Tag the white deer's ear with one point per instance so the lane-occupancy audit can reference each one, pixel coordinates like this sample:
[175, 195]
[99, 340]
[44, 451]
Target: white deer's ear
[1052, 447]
:::::
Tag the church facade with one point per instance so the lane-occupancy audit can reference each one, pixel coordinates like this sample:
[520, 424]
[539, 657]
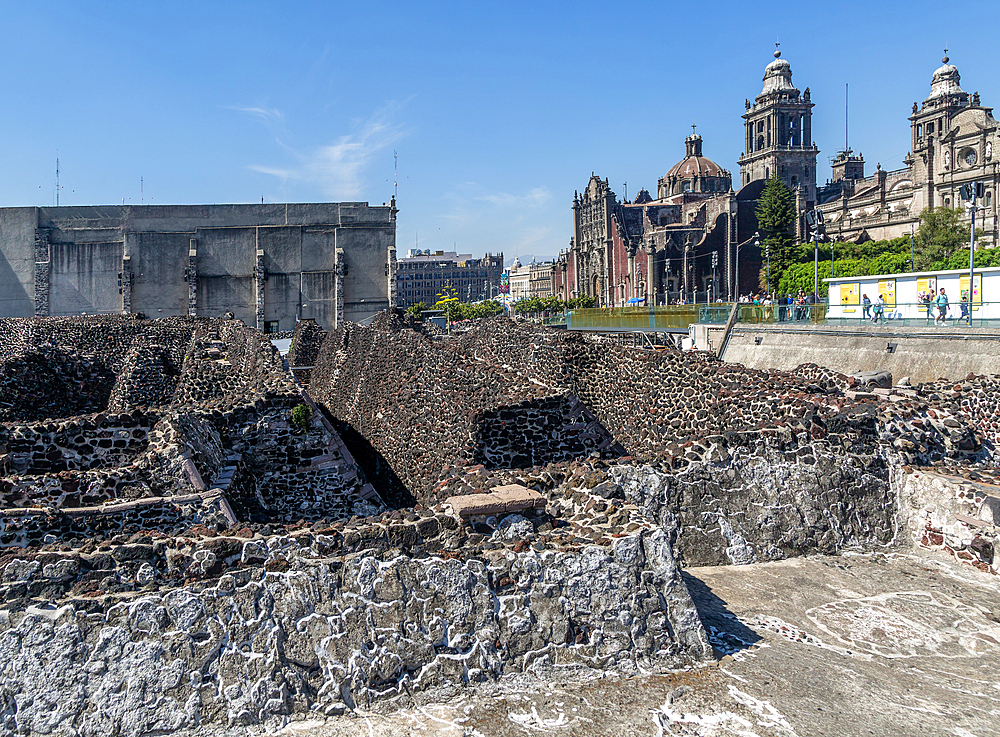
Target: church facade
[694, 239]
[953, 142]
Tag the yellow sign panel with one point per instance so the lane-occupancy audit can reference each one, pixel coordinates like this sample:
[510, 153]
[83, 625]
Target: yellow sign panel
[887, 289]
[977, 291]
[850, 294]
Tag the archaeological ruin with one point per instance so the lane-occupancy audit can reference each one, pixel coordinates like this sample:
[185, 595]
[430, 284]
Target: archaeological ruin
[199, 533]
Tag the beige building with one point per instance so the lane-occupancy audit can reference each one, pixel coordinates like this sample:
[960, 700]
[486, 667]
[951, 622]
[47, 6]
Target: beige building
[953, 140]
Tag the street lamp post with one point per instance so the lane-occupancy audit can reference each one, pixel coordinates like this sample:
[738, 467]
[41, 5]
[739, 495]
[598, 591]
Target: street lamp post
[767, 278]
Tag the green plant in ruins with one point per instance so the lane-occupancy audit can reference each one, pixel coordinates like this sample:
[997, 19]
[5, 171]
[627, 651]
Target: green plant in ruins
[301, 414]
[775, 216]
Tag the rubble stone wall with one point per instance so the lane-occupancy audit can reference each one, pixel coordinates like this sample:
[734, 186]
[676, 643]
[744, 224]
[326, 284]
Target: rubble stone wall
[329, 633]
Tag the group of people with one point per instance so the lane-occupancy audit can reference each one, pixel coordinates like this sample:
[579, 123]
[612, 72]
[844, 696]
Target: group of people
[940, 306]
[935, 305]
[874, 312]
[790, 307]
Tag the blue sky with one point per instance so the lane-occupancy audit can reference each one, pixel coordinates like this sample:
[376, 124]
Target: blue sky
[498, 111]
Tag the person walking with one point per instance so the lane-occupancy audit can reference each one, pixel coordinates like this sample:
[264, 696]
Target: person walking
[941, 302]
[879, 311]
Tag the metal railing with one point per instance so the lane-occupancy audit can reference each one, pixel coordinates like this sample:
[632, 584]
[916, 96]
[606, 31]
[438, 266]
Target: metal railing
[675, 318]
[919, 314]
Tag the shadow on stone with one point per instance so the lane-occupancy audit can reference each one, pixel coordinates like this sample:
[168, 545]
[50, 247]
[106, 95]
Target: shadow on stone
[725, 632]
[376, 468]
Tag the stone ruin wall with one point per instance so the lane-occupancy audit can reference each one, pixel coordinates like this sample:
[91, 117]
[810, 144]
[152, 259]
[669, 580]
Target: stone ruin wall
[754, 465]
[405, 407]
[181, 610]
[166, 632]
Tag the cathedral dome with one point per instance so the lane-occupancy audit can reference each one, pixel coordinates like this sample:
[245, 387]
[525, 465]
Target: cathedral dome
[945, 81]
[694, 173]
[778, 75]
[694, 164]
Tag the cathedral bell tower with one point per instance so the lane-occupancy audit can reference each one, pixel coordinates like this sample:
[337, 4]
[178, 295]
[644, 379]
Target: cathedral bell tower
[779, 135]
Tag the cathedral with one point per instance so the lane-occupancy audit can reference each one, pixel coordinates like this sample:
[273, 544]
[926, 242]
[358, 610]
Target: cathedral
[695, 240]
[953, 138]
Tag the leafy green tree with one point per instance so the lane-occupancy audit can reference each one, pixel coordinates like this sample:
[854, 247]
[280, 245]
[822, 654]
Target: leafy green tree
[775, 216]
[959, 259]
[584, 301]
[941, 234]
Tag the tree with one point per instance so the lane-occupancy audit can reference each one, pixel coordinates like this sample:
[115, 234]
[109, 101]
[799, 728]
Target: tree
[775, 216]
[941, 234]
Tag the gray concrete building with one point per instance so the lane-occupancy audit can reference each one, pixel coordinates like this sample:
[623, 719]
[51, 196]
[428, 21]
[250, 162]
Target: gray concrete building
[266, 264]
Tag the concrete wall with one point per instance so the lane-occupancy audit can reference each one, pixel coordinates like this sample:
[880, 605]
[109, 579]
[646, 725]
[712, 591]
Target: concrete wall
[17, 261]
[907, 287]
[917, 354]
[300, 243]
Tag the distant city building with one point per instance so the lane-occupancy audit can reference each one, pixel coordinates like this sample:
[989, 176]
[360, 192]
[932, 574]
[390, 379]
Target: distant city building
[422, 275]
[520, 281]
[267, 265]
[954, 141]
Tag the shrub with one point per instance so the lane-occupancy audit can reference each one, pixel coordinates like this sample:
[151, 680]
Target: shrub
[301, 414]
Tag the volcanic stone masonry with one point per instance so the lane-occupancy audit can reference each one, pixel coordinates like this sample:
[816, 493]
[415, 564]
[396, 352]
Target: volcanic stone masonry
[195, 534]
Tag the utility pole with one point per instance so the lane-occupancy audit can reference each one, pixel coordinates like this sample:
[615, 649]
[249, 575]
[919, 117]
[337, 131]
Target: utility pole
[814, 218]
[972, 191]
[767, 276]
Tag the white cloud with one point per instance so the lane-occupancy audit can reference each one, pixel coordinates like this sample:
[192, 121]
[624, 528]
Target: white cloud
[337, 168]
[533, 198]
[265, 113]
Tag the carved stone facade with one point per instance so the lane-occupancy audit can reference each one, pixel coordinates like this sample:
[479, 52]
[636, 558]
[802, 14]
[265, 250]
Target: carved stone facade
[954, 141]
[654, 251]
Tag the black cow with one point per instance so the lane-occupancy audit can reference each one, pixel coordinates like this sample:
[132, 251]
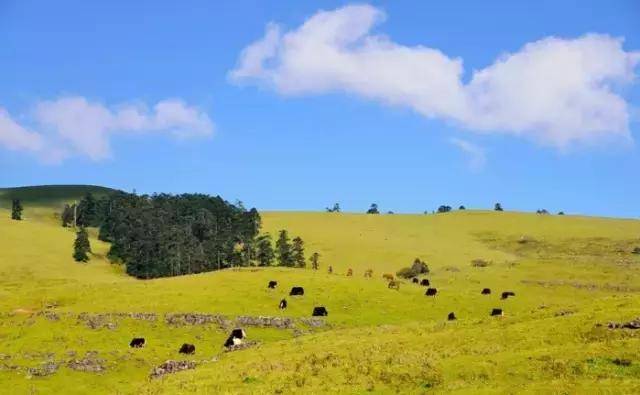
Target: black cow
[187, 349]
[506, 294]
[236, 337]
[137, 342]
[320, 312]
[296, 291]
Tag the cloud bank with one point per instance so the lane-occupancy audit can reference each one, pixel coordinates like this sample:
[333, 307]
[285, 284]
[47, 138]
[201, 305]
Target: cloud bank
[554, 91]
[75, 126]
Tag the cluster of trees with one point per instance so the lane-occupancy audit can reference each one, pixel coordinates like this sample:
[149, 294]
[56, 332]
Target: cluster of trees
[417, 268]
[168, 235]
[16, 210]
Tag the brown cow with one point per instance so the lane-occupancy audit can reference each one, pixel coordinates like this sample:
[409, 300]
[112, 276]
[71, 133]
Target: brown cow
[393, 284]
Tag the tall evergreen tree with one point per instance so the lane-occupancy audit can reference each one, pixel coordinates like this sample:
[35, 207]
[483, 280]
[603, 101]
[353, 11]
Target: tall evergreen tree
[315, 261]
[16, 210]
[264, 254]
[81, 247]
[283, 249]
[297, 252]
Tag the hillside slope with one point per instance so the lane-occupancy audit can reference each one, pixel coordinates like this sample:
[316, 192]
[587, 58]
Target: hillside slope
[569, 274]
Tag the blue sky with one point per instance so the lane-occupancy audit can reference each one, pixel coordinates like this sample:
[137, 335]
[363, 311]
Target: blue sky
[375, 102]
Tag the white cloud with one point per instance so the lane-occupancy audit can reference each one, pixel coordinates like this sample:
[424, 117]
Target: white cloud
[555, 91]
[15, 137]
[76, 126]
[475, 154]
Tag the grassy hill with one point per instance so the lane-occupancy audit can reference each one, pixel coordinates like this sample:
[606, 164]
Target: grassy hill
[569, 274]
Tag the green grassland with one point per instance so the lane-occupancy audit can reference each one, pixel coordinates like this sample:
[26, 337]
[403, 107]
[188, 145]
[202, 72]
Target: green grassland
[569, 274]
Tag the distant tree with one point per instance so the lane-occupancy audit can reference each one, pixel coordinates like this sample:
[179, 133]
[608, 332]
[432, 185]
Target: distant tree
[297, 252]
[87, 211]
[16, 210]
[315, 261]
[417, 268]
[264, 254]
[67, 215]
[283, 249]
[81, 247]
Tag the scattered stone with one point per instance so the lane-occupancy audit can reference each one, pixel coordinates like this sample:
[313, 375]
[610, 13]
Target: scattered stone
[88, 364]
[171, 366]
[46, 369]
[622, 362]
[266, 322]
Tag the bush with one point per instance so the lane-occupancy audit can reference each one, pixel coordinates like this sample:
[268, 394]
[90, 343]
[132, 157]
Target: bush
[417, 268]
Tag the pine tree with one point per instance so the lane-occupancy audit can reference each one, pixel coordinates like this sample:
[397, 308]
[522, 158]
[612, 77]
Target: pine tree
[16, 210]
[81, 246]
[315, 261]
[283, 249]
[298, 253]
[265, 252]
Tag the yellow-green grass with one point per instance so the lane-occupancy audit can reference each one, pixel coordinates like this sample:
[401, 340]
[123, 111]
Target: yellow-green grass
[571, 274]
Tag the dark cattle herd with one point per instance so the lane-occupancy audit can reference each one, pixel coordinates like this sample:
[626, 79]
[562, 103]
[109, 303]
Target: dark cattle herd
:::::
▶ _Work instruction_
Going through the data above, return each line with the word "cattle".

▶ _Written answer_
Tag the dark cattle herd with one point per instance so the lane-occupancy audit can reference each one, pixel coordinates like this sample:
Target: dark cattle herd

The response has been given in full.